## TASK:
Scan the records for "stem" and copy each line that contains it.

## RECORDS:
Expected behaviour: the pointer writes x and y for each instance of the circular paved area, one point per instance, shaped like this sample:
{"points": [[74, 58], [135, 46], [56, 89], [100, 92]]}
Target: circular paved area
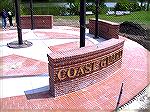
{"points": [[32, 92]]}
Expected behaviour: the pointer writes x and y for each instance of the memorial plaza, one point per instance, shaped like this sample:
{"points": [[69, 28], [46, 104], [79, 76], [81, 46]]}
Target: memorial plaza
{"points": [[24, 74]]}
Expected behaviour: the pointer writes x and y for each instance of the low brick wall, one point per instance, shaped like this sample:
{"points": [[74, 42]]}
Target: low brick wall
{"points": [[40, 21], [106, 30], [78, 68]]}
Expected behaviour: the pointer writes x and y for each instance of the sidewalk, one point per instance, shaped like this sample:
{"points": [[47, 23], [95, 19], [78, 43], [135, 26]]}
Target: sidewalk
{"points": [[24, 76]]}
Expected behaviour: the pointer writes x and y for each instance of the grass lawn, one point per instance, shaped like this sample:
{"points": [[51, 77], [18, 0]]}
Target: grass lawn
{"points": [[141, 17]]}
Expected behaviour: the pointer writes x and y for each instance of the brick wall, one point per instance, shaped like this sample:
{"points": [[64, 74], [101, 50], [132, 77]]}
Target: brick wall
{"points": [[40, 22], [106, 30], [78, 68]]}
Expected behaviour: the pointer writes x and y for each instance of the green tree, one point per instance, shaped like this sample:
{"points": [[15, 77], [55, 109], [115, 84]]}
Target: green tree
{"points": [[148, 2]]}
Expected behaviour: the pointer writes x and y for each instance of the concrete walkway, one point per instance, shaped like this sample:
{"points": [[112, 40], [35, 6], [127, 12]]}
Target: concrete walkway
{"points": [[24, 76]]}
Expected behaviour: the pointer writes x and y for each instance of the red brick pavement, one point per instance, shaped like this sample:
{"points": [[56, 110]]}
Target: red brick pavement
{"points": [[100, 96], [16, 66]]}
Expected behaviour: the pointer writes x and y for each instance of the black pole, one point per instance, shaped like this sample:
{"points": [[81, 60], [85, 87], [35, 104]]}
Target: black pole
{"points": [[17, 8], [96, 18], [119, 97], [82, 22], [31, 11]]}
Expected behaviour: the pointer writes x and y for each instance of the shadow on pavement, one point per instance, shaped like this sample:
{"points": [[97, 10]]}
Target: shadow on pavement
{"points": [[38, 93]]}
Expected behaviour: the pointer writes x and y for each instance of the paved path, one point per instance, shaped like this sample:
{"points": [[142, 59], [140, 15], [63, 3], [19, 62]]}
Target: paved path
{"points": [[24, 73]]}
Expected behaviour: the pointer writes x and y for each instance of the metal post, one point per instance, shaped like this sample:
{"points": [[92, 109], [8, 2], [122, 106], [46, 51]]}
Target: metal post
{"points": [[31, 11], [17, 8], [82, 22], [119, 97], [96, 18]]}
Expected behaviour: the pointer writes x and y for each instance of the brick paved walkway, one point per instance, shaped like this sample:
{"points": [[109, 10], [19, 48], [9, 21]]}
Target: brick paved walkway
{"points": [[100, 96]]}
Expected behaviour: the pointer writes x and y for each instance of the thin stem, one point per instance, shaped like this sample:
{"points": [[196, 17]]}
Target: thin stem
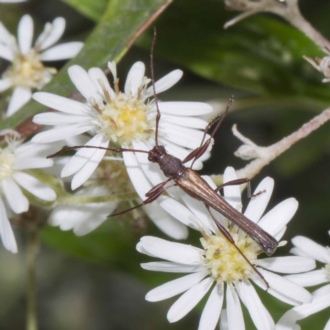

## RESPONSE TO THIS TASK:
Expected behaviour: the pointer writes x and y for each instance of the thin stem, one point per instance, shaped like this sample:
Target: thin stem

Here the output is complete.